[Start Document text]

Could the rival’s market share be taken?
[225] The Court received evidence that typically in remediation work on a
leaky building some of the timber framing must be replaced,
but some can be
saved, albeit requiring remediation in situ by the application of a Boron-based
product.
[226] As noted, Framesaver and Metalex have to be applied by paint brush.
The Tru-Core product can be sprayed on or painted on.
Having heard the
evidence, I am persuaded that one of the significant cost and convenience
advantages of the Tru- Core product is
the speed at which it can be applied.
Kop-Coat Inc marketed Tru- Core to Mr Probett on that footing and yet used
experts to argue
to the contrary at the trial.
[227] Mr Wattie’s opinion on the size of market share, drawing on the
PwC report of 2009 and on the prediction of a mature
and declining market, were
prepared before The New Zealand Herald published, on 17 July 2017, a
one-page article “Leaky unit owners left to face ruin”, authored by
Mr Paul Lochore.39
[228] On 28 July I issued a minute drawing counsel’s attention to that article and invited counsel to confer as to the relevance or not of any further evidence or submission. I had a telephone conference with counsel on 3 August. Mr Olney for the first and second defendants said there was already evidence before the Court that
30 per cent of apartment buildings on the North Shore are leaking and evidence too of the impact on the Council on recladding entire buildings. He submitted that Mr Wattie and the PwC report had taken into account North Shore apartment buildings. I advised counsel that the article tended to confirm a view I had expressed to counsel during the trial and in closing submissions that the size of the market, particularly
apartment buildings and their re-cladding, is
uncertain.
38 See, for example, Minister of Education v James Hardie New Zealand [2014] NZHC 2432 at [1].
39 Paul Lochore “Leaky unit owners left to face ruin” The New Zealand Herald (New Zealand, 17
July 2017).
[229] In the course of exchanges at a further hearing on 9 August, counsel
for the defendants sought to draw a distinction between
the fact that they had
adduced evidence from Mr Wattie as to the size of the relevant market but Incodo
did not put forward an alternative
assessment.

[End Document text]

Challenges:
**1.** According to the judgment excerpt, which product can be either sprayed on or painted on?
**2.** Pick out each line of the listing that contains the string "panel", matching case exactly.
The listing has no connection to the judgment excerpt.

[Start Data to use]

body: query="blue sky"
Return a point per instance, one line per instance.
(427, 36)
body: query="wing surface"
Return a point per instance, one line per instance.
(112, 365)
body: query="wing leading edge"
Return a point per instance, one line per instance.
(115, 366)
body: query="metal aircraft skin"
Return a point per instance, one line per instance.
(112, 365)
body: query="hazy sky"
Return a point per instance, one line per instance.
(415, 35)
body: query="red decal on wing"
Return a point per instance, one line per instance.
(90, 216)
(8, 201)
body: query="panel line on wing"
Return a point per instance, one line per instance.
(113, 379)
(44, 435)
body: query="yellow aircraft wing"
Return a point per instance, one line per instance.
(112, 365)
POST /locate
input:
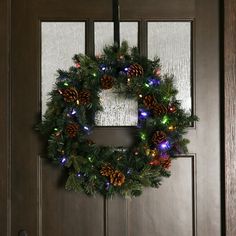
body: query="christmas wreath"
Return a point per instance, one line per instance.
(70, 118)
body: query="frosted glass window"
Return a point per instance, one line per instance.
(117, 111)
(59, 42)
(171, 41)
(129, 32)
(103, 35)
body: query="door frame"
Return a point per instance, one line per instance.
(228, 110)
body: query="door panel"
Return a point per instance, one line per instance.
(187, 204)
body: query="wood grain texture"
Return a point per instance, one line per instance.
(4, 76)
(230, 115)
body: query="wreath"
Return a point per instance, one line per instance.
(70, 118)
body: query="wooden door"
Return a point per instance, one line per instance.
(187, 204)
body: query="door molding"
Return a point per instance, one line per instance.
(228, 85)
(230, 115)
(5, 117)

[End Data to use]

Replies:
**1.** The Tru-Core product.

**2.**
body: query="panel line on wing"
body: query="door panel"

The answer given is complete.